Things to do:
1. Reproduce the passage from the Python blog posts starting with "Tuesday, July 21, 2009" and going on through "all that stuff.".
2. In the Python blog posts, who released the Gestalt library?

--- Selected extract ---

Duck Typing: python

Showing posts with label python. Show all posts

Tuesday, July 21, 2009

Python in a web page

"Gestalt is a library released by MIX Online Labs that allows you to write Ruby, Python & XAML code in your (X)HTML pages. It enables you to build richer and more powerful web applications by marrying the benefits of expressive languages, modern compilers, AJAX & RIAs with the write » save » refresh development model of the web."

Python on a web page! In Silverlight .. which means it is time to learn Mono and .Net and all that stuff.

Update: I did nothing to learn any of that stuff then one day I walked into the office and they said "oh, we need you to work on a C# project.. on a Windows box"

Sunday, June 7, 2009

Unicode Gotcha

What will this give you?

>>> astring = None
>>> print unicode(astring)

If you said None then you will be surprised to find the answer is u"None" which is not at all the same thing. Really messed up my day..

--- Extracted information ---

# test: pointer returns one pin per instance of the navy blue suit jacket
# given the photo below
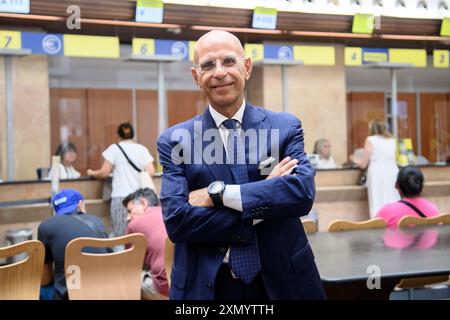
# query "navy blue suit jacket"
(202, 235)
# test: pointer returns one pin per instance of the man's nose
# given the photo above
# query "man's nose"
(219, 70)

---

The results:
1.
Tuesday, July 21, 2009

Python in a web page

"Gestalt is a library released by MIX Online Labs that allows you to write Ruby, Python & XAML code in your (X)HTML pages. It enables you to build richer and more powerful web applications by marrying the benefits of expressive languages, modern compilers, AJAX & RIAs with the write » save » refresh development model of the web."

Python on a web page! In Silverlight .. which means it is time to learn Mono and .Net and all that stuff.

2. MIX Online Labs